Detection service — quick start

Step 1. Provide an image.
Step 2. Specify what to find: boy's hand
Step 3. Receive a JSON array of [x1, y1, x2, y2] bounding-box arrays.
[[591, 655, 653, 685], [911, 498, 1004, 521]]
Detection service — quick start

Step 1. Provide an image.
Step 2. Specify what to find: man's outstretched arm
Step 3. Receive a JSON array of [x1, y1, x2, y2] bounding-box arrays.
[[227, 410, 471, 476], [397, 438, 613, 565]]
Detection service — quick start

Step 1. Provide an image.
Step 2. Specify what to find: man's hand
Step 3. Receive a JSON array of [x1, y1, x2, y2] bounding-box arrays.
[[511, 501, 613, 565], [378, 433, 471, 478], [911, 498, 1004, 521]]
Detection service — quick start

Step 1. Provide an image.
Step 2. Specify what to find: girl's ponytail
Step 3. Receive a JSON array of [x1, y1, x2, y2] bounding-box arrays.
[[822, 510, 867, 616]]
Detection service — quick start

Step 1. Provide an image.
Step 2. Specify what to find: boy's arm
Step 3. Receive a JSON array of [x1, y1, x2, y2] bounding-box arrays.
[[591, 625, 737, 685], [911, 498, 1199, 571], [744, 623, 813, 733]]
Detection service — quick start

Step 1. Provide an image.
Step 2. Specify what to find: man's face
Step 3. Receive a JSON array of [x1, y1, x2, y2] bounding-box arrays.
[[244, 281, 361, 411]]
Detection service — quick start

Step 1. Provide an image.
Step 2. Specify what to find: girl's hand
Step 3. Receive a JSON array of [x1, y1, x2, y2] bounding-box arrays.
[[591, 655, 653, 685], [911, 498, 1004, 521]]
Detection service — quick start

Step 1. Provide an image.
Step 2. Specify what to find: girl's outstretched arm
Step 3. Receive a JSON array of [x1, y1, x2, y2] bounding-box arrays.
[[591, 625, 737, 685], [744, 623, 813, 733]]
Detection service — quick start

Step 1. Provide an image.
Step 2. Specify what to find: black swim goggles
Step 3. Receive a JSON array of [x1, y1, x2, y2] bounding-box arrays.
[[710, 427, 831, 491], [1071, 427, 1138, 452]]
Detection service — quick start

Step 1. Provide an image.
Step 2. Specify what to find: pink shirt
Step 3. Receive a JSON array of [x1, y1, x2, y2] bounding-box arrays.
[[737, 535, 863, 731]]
· · · ·
→ **WORK TO BE COMPLETED**: Could you reproduce the listing above word for word, from its first line through the line holding "[[244, 281, 361, 411]]", both ends included?

→ **CORRECT RESPONSE**:
Detection service — quick start

Step 1. Provide an image.
Step 2. Specify what to find: boy's hand
Step 3. Receive a JSON array of [x1, y1, x2, y2] bounding-box arrays.
[[591, 655, 653, 685], [911, 498, 1004, 521]]
Detection service — quick start

Step 1. Provide an image.
Step 2. Specify what to find: man's outstretched arm
Step 3. Receive a JSON array of [x1, y1, x2, y2] bounding-box arrays.
[[227, 410, 471, 476], [397, 438, 613, 565]]
Detection service — quick start

Step 1. Provide an image.
Step 2. Specify what to find: man's hand
Step 3. Receive a JSON array of [x1, y1, x2, y2] bounding-box arrays.
[[511, 501, 613, 565], [378, 433, 471, 478], [911, 498, 1004, 521]]
Detection service — quick start

Step 1. Provide an image.
Step 2. Specify what to find: girl's ponytail
Step 3. Receive a JSON array of [x1, y1, x2, y2] bounding-box arrays.
[[822, 510, 867, 616]]
Detection service — quick start

Step 1. Provide an image.
Step 2. Specify what to find: boy's arm
Step 3. Receive a JSON array of [x1, y1, x2, y2] bounding-box arrays.
[[591, 625, 737, 685], [911, 498, 1199, 571], [744, 623, 813, 733]]
Detection service — quick start

Step 1. Provide an image.
Step 2. Specify what to find: man's face
Step 3. Receive a JSON array of [x1, y1, x2, y2] bounding-box arrays.
[[244, 281, 361, 411]]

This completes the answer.